- _GOALS_:
1 – Translate this sentence from the article on 529 college savings plans into Spanish: "But for advisors who work with the wealthy these days, 529 plans have gotten a lot more interesting."
2 – Write the next few sentences of the article on 529 college savings plans, starting after its final sentence.

- _EXTRACTED TEXT_:
More advisors' clients are maxing out on 529 plans,
driving first-year contributions into the six-figure range.
The mere thought of education planning used to
elicit yawns-a reaction, no doubt, to the thought of another $250
monthly investment limping along. But for advisors who work with the
wealthy these days, 529 plans have gotten a lot more interesting. Just
ask Frank Marzano, a New York-based advisor who just had a prominent
business owner plunk down $240,000-the full amount he and his wife can
contribute to the 529 plans they established for their two kids.
"The client had just sold his business for a
significant sum of money," says Marzano, whose firm GM Advisory Group
Inc., in Port Washington, N.Y., manages $200 million for clients. "When
you come into that kind of windfall, there are usually lots of things
on your mind-a vacation home, retirement. But before I could even begin
planning, he made it clear that first and foremost he wanted to fully
fund 529 plans for his kids."

- _SUPPLIED INFORMATION_:

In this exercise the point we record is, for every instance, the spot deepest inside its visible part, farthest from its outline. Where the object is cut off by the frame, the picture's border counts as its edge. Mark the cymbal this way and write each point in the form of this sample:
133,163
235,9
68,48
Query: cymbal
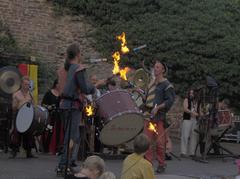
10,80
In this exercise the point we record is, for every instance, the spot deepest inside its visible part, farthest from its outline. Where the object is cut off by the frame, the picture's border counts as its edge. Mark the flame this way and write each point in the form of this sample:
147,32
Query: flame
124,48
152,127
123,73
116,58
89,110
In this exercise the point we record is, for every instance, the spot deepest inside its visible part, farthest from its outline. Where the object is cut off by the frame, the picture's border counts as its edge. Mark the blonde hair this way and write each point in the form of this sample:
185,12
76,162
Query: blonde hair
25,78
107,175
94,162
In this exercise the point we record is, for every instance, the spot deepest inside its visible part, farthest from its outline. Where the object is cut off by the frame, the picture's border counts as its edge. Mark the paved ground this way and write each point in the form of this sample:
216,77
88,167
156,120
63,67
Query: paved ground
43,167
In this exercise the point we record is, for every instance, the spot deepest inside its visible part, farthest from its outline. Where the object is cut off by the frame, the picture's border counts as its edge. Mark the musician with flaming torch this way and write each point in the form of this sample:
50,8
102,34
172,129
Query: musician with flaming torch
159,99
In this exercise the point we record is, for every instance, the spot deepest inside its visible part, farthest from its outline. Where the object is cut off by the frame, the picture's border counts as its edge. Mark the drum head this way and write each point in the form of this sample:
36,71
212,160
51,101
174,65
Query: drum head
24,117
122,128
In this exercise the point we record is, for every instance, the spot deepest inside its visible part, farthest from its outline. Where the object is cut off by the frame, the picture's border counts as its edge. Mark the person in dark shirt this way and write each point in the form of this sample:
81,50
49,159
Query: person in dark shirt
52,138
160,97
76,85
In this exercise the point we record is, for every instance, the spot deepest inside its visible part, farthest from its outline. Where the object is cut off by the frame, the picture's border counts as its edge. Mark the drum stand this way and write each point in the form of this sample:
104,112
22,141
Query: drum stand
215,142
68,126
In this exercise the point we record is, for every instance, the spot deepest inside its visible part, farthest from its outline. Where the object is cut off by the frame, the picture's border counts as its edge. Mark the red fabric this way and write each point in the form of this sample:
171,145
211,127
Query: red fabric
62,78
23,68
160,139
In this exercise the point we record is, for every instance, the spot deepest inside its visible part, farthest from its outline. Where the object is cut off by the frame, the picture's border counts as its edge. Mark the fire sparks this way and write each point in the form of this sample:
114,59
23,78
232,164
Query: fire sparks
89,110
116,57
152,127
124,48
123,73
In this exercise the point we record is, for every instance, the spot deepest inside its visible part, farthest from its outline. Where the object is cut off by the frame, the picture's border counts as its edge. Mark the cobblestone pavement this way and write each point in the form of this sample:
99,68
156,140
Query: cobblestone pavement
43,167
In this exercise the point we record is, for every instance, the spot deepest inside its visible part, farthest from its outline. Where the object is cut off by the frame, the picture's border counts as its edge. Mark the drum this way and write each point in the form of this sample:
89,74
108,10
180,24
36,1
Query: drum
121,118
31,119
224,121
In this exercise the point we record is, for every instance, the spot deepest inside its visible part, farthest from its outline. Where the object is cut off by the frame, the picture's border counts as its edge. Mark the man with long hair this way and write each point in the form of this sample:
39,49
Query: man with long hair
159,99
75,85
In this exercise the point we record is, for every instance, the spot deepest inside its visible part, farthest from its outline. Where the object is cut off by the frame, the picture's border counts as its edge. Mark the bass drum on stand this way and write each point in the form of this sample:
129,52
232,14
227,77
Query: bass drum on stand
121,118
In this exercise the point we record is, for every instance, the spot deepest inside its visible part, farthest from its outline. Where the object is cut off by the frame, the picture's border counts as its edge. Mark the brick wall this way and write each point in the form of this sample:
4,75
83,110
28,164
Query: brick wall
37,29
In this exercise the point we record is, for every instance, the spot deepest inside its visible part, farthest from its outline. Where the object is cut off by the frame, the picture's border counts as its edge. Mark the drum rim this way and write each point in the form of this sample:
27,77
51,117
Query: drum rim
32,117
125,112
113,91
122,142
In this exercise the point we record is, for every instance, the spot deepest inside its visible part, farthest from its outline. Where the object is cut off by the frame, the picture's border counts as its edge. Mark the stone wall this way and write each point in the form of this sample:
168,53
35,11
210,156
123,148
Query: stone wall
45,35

- _PER-TASK OUTPUTS_:
1 – Pero para los asesores que trabajan hoy en día con personas adineradas, los planes 529 se han vuelto mucho más interesantes.

2 –
Marzano isn't alone in seeing an uptick in very
serious parents and grandparents. A growing number of advisors we
talked to are starting to see wealthy clients make the decision to sock
away the full $60,000 per child the gift-tax exemption allows them to
put into a 529 plan. For a couple, that comes to $120,000 per child or
grandchild. That's a windfall for would-be students, care of the IRS,
that allows taxpayers to accelerate their annual gifting to 529 plans,
in effect contributing five years' worth of gifting in the first year.
An added perk? That money is off the books for
estate tax purposes. "We think this is making 529s a big-ticket item
and a great opportunity for advisors to integrate education savings
with financial planning and estate planning," says Tobias Henriksson,
product manager for education savings at Raymond James &
Associates. "You can say, 'Let's take the money off the books now so it
doesn't get included in your estate.' There is a great motivation to
not delay, but rather do this sooner than later," Henriksson says.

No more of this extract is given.